Seguindo com o Mestre, perceberemos sua presença solidária e silenciosa no sepulcro das tantas incertezas que temos vivido dia a dia. O silêncio de tantas perguntas sem resposta que brotam no profundo de nossos corações: “Quando tudo isso vai passar? O que será de nós daqui para frente?” Nesta hora, não adianta a pressa. As respostas vêm num ritmo que não é nosso e não depende de nós. É hora de fazermos coro ao grito de Cristo: “Eu me entrego, Senhor, em tuas mãos”.

Tal situação, humanamente difícil de ser suportada, adquire um sentido de esperança quando com ela lidamos a partir da lógica da Ressurreição. Mais do que nunca esta Páscoa vem nos ensinar que esperança verdadeira não é necessariamente a certeza de que tudo vai dar certo ou sairá conforme planejamos, mas a capacidade que Jesus nos oferece de conferir a tudo o que nos acontece um verdadeiro sentido pascal, enxergando no horizonte a luz da vida e da Ressurreição.


FREI GUSTAVO MEDELLA, OFM, é o atual Vigário Provincial e Secretário para a Evangelização da Província Franciscana da Imaculada Conceição. Fez a profissão solene na Ordem dos Frades Menores em 2010 e foi ordenado presbítero em 2 de julho de 2011.


Imagem ilustrativa de Frei Fábio Melo Vasconcelos

Textos bíblicos deste domingo

Primeira Leitura: Isaías 50,4-7

4O Senhor Deus deu-me língua adestrada, para que eu saiba dizer palavras de conforto à pessoa abatida; ele me desperta cada manhã e me excita o ouvido, para prestar atenção como um discípulo. 5O Senhor abriu-me os ouvidos; não lhe resisti nem voltei atrás. 6Ofereci as costas para me baterem e as faces para me arrancarem a barba; não desviei o rosto de bofetões e cusparadas. 7Mas o Senhor Deus é meu auxiliador, por isso não me deixei abater o ânimo, conservei o rosto impassível como pedra, porque sei que não sairei humilhado.


Salmo Responsorial: Sl 21(22)

============================================================

▶ Tarefas escritas
A – Liste todas as partes do corpo mencionadas na Primeira Leitura (Isaías 50,4-7) do texto fornecido.
B – Dê continuidade ao texto sobre a Páscoa e as leituras do domingo a partir do ponto em que ele termina.
Os registros não têm relação com o texto fornecido.

============================================================

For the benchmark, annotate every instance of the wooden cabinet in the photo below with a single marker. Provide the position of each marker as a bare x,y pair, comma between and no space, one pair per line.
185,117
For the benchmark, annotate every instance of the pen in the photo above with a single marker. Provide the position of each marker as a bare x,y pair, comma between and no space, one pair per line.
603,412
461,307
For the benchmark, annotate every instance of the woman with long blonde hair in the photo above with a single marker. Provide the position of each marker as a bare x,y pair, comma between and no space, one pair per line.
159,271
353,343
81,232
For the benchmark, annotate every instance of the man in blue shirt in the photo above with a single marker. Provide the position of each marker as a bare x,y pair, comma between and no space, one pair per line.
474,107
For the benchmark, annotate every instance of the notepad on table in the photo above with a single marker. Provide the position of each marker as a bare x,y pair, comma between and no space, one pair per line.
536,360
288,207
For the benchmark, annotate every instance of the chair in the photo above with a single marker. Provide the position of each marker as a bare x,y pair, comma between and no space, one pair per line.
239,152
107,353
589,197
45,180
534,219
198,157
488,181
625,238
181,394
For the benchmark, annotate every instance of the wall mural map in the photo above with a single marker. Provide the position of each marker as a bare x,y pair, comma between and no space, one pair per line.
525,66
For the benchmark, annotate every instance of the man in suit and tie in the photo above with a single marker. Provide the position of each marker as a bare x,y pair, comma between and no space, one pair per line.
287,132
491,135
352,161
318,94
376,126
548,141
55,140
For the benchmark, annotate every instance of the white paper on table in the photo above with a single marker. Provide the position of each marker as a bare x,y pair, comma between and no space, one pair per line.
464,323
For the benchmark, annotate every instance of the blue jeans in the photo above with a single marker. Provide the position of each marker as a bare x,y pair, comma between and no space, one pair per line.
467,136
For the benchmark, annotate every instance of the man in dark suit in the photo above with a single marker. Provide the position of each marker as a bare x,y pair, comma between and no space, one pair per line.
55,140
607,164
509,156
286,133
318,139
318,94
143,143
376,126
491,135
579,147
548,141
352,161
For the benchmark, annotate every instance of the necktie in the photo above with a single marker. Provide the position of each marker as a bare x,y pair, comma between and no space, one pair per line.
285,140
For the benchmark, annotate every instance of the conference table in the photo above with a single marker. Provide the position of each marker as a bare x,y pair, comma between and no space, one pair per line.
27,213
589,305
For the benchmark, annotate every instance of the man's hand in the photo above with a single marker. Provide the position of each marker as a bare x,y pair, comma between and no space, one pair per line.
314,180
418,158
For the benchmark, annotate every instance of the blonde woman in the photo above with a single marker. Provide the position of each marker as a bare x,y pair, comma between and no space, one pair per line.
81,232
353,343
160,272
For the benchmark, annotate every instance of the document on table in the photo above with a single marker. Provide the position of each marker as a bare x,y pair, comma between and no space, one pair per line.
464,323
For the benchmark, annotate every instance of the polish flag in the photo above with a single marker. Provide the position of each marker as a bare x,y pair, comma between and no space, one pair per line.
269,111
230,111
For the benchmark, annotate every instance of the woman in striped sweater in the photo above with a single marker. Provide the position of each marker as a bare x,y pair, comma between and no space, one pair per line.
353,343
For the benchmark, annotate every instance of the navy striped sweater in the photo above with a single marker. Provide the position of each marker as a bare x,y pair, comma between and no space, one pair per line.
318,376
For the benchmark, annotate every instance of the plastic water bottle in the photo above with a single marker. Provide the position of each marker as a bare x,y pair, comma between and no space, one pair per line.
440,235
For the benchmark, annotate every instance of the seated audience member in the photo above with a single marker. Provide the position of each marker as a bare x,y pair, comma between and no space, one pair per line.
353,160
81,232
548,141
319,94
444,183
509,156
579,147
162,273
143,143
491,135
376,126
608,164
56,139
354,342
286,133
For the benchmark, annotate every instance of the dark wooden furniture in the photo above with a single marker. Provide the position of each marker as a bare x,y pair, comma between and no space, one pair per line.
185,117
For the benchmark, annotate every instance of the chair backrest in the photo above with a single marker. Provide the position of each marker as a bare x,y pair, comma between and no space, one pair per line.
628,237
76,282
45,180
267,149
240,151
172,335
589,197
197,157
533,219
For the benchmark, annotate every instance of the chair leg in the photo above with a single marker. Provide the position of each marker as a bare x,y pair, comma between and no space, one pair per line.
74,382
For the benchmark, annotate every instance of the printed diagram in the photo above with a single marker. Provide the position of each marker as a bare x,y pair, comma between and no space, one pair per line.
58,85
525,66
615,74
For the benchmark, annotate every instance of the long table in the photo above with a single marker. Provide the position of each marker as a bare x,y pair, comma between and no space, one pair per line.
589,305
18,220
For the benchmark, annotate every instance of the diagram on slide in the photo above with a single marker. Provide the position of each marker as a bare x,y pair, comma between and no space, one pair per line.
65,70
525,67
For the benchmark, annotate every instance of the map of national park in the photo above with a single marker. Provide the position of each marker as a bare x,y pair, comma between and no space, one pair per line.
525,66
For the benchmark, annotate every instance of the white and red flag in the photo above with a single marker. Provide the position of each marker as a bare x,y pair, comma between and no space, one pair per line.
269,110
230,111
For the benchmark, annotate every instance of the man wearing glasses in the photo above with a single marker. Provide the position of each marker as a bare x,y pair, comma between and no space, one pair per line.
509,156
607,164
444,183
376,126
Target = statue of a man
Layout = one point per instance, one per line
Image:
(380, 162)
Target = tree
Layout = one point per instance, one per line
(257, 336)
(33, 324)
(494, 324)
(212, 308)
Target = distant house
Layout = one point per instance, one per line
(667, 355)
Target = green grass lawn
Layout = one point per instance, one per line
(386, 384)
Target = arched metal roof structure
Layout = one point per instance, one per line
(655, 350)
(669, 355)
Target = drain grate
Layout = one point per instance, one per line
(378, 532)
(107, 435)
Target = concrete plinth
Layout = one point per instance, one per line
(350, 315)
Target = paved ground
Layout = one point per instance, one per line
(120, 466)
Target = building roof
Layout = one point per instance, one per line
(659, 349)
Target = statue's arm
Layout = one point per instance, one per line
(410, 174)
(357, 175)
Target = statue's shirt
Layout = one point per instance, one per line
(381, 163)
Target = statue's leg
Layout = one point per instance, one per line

============================================================

▶ Respostas por tarefa
A – língua, ouvido, costas, faces, barba, rosto

B –
Meu Deus, meu Deus, por que me abandonastes?

1. Riem de mim todos aqueles que me veem, / torcem os lábios e sacodem a cabeça: / “Ao Senhor se confiou, ele o liberte / e agora o salve, se é verdade que ele o ama!” – R.

2. Cães numerosos me rodeiam furiosos, / e por um bando de malvados fui cercado. / Transpassaram minhas mãos e os meus pés, / e eu posso contar todos os meus ossos. – R.

3. Eles repartem entre si as minhas vestes / e sorteiam entre si a minha túnica. / Vós, porém, ó meu Senhor, não fiqueis longe, / ó minha força, vinde logo em meu socorro! – R.

4. Anunciarei o vosso nome a meus irmãos / e no meio da assembleia hei de louvar-vos! / Vós que temeis ao Senhor Deus, dai-lhe louvores, † glorificai-o, descendentes de Jacó, / e respeitai-o, toda a raça de Israel! – R.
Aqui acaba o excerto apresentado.